- [AUFGABE] Schreib im Jahresbericht der EU-Vertretung das Stück von „Das Jahr 2022“ bis „der Covid-19-Pandemie konfrontiert.“ noch einmal ab und aktualisiere es dabei: Statt „Energiekrise“ soll dort „Versorgungskrise“ stehen.

- [TEXTAUSZUG]
§ §
Jahresbericht 2022 der EU-Vertretung in Brüssel

Das Jahr 2022 war aus europäischer Sicht, wie leider auch schon die letzten Jahre, durch viele Krisen geprägt: Neben dem in der Ukraine herrschenden Krieg und der dadurch ausgelösten Energiekrise wurden die Menschen immer noch mit den anhaltenden Nachwirkungen der Covid-19-Pandemie konfrontiert.

Im Bereich der Sozialpolitik wurden auf EU-Ebene aber trotz allen Herausforderungen wichtige Erfolge erzielt. So wurde in 2022 beispielsweise eine Richtlinie verabschiedet, mit der angemessene gesetzliche Mindestlöhne in der EU gefördert werden und auch die Europäische Pflegestrategie mit ihren Empfehlungen zur Langzeitpflege sowie zur frühkindlichen Betreuung, Bildung und Erziehung wurde durch die EU-Mitgliedsstaaten angenommen.

 

Die EU-Vertretung der Bundesarbeits-gemeinschaft der Freien Wohlfahrtspflege e.V. (BAGFW) stand im Rahmen dieser und weiterer sozialpolitischen Entwicklungen stets mit einer Vielzahl von Vertreter:innen der EU-Institutionen in Kontakt. Bei der ganztägigen Veranstaltung im Rahmen der BAGFW-Mitgliederversammlung am 31. Mai 2022 in Brüssel, wurde u. a. mit Nicolas Schmit, EU-Kommissar für Beschäftigung und soziale Rechte, und der stellvertretenden Generaldirektorin für Migration und Inneres der EU-Kommission, Beate Gminder, über das neue EU-Migrations- und Asylpaket vor dem Hintergrund des bemerkenswerten Umgangs mit Geflüchteten aus der Ukraine diskutiert. Dabei konnte die BAGFW dank eines Positionspapiers gemeinsame Erwartungen der Freien Wohlfahrtspflege an das europäische Asylsystem vorstellen.
§ §
Einträge aus einer Sammlung
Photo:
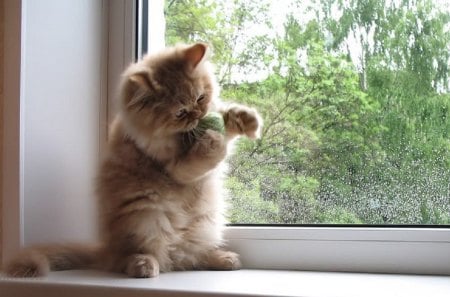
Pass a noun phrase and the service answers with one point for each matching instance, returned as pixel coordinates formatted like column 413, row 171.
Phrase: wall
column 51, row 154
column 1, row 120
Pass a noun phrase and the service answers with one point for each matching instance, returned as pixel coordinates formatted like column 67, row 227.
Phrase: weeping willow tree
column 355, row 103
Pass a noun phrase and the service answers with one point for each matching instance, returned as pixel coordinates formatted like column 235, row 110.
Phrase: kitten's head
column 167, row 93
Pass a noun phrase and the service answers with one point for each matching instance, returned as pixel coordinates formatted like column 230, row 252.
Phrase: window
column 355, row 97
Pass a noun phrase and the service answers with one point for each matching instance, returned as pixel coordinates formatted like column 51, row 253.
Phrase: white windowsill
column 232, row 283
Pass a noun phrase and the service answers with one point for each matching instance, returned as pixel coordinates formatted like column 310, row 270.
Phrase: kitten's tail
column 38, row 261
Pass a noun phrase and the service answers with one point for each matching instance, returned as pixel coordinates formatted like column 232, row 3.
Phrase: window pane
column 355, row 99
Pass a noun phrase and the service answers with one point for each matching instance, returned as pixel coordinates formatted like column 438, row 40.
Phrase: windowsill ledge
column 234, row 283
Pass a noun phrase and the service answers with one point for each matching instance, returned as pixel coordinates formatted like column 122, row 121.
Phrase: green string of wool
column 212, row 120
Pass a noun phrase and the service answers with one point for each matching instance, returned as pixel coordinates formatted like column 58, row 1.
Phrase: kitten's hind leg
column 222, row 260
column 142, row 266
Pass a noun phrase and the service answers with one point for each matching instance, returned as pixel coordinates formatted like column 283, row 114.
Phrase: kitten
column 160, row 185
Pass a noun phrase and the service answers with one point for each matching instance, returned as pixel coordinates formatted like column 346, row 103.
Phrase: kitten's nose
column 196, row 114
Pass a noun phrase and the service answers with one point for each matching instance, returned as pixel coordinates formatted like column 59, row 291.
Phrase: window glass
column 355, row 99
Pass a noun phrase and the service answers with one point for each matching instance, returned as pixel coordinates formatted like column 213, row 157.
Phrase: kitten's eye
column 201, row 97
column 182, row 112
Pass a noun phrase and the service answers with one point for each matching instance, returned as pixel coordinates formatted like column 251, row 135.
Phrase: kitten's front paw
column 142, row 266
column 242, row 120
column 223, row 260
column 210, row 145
§ §
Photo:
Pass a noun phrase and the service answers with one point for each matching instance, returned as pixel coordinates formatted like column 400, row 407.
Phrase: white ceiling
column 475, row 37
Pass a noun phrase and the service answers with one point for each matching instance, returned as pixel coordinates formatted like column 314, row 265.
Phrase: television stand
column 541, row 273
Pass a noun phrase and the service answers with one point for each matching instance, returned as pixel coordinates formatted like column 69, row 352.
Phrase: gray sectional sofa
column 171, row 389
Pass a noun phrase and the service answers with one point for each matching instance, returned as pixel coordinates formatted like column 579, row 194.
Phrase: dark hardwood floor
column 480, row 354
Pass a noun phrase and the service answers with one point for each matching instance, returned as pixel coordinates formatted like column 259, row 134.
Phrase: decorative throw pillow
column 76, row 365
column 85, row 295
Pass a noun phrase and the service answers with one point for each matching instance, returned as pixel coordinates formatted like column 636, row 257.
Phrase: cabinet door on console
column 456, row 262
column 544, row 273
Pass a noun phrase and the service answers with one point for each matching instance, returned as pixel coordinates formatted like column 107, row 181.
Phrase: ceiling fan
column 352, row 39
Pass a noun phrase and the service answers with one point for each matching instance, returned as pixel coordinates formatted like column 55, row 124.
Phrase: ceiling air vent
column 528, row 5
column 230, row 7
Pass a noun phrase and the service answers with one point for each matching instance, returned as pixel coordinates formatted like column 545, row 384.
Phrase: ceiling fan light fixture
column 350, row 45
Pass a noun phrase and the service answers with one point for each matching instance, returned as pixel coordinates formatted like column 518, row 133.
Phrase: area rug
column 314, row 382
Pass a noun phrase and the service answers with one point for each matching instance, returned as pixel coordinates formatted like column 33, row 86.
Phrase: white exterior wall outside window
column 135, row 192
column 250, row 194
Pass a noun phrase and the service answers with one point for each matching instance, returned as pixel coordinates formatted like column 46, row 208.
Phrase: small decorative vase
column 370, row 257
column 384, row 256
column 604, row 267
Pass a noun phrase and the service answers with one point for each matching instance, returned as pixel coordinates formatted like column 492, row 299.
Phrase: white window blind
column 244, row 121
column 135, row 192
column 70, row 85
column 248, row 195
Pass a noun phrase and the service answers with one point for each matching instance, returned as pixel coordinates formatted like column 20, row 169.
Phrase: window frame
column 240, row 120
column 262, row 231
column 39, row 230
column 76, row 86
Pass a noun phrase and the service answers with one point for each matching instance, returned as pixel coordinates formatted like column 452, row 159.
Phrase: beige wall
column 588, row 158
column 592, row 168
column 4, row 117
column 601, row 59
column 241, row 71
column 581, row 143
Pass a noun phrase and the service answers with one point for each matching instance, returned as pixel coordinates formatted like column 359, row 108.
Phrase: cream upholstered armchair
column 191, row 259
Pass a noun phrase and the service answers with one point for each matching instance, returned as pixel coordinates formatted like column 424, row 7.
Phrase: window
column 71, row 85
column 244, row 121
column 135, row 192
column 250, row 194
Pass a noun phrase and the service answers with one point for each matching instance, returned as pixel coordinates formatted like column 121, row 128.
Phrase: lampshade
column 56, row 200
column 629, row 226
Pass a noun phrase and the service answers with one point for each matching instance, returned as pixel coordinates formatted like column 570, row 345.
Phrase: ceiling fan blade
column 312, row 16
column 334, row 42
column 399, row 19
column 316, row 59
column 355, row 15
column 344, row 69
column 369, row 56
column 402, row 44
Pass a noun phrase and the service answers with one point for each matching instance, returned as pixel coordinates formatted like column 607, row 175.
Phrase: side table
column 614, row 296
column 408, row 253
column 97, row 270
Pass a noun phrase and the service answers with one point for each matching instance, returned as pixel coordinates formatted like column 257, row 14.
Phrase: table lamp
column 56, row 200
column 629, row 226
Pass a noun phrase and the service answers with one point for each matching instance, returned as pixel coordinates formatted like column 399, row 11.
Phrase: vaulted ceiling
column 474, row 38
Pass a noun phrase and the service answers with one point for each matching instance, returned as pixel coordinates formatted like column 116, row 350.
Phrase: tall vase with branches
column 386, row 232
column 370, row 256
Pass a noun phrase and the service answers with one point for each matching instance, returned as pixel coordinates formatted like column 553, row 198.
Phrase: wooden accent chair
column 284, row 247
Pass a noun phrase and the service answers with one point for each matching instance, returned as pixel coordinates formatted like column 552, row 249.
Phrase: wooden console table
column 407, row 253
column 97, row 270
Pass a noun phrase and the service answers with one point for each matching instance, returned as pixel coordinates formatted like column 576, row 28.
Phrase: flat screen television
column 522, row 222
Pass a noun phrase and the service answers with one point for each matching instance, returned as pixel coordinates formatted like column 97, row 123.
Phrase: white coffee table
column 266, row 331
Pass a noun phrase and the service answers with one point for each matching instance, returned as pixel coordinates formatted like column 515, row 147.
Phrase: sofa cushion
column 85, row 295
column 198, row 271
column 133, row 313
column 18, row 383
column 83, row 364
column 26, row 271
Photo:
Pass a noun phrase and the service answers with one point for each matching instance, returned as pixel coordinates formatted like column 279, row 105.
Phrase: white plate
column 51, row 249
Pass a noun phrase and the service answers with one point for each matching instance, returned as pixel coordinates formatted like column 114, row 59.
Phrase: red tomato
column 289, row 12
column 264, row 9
§ §
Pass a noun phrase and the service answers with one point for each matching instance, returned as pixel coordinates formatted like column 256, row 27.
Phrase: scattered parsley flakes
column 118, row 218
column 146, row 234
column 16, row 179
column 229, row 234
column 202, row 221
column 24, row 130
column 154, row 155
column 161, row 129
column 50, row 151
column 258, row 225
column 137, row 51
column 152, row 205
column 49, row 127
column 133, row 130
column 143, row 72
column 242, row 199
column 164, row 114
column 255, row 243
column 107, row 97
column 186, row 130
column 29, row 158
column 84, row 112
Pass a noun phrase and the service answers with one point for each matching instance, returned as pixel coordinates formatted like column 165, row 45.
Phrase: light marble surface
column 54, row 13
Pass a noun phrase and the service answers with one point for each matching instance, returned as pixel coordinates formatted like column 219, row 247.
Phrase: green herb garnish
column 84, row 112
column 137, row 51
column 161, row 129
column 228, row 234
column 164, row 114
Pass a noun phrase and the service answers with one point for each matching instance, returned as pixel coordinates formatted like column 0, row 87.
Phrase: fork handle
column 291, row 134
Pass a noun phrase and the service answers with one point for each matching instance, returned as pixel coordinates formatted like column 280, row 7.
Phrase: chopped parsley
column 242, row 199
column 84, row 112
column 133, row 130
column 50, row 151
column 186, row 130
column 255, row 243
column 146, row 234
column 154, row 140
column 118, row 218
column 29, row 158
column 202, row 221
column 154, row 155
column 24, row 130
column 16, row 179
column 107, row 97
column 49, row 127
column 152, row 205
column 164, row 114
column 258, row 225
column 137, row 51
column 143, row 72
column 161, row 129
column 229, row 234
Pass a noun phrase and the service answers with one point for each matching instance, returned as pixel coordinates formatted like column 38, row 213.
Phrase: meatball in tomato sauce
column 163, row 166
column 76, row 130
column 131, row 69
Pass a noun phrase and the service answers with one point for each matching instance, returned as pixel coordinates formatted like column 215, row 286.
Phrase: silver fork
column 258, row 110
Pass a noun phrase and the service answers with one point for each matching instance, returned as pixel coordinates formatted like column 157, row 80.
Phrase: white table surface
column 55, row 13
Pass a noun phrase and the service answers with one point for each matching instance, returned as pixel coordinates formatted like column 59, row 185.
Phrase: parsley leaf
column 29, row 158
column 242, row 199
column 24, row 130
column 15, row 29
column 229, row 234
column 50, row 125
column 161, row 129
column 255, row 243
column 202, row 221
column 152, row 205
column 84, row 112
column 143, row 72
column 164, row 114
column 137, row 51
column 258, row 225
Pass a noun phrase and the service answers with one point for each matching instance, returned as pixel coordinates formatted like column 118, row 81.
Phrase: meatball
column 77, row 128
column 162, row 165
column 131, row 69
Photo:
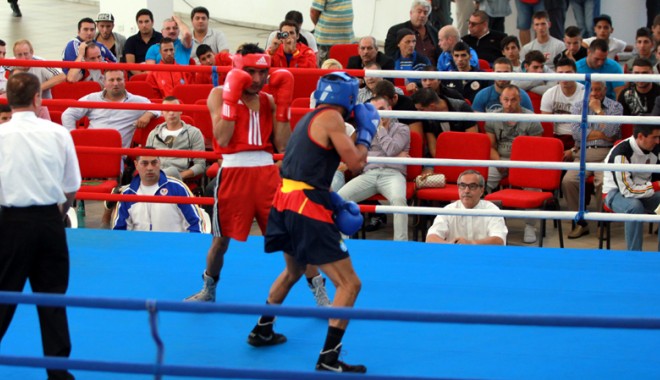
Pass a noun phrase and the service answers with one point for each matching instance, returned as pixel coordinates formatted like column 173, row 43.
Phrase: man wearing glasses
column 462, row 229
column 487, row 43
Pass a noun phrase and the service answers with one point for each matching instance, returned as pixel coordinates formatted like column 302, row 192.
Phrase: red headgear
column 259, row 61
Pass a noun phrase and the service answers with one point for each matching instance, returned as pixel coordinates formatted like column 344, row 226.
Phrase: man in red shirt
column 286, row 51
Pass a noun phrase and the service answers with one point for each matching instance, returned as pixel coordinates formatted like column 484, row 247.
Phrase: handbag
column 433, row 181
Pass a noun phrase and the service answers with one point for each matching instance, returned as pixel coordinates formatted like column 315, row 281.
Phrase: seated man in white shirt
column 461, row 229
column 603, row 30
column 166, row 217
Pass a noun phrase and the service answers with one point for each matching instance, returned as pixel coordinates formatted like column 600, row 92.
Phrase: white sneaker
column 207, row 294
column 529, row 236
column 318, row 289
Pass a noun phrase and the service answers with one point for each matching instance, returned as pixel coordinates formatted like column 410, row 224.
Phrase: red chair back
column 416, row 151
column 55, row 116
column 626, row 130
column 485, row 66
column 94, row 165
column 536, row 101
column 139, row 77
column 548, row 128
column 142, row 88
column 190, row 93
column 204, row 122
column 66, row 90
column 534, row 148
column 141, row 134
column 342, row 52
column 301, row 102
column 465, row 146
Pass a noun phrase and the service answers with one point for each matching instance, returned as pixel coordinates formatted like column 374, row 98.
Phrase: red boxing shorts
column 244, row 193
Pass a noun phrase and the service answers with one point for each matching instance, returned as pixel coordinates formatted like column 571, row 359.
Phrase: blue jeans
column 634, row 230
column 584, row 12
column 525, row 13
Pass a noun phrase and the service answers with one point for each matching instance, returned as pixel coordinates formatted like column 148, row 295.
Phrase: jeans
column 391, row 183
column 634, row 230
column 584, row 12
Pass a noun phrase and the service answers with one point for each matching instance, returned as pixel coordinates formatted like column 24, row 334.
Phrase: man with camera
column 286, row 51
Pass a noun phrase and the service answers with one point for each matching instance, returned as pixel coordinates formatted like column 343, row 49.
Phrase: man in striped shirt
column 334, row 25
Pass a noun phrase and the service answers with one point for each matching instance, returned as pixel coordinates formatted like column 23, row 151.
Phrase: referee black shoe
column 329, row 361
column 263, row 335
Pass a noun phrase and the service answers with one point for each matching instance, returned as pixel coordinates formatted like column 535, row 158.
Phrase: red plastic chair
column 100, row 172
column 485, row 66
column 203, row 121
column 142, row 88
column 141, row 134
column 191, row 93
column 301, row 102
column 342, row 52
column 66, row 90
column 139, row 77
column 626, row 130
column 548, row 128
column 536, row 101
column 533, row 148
§ §
- [ANTWORT]
Das Jahr 2022 war aus europäischer Sicht, wie leider auch schon die letzten Jahre, durch viele Krisen geprägt: Neben dem in der Ukraine herrschenden Krieg und der dadurch ausgelösten Versorgungskrise wurden die Menschen immer noch mit den anhaltenden Nachwirkungen der Covid-19-Pandemie konfrontiert.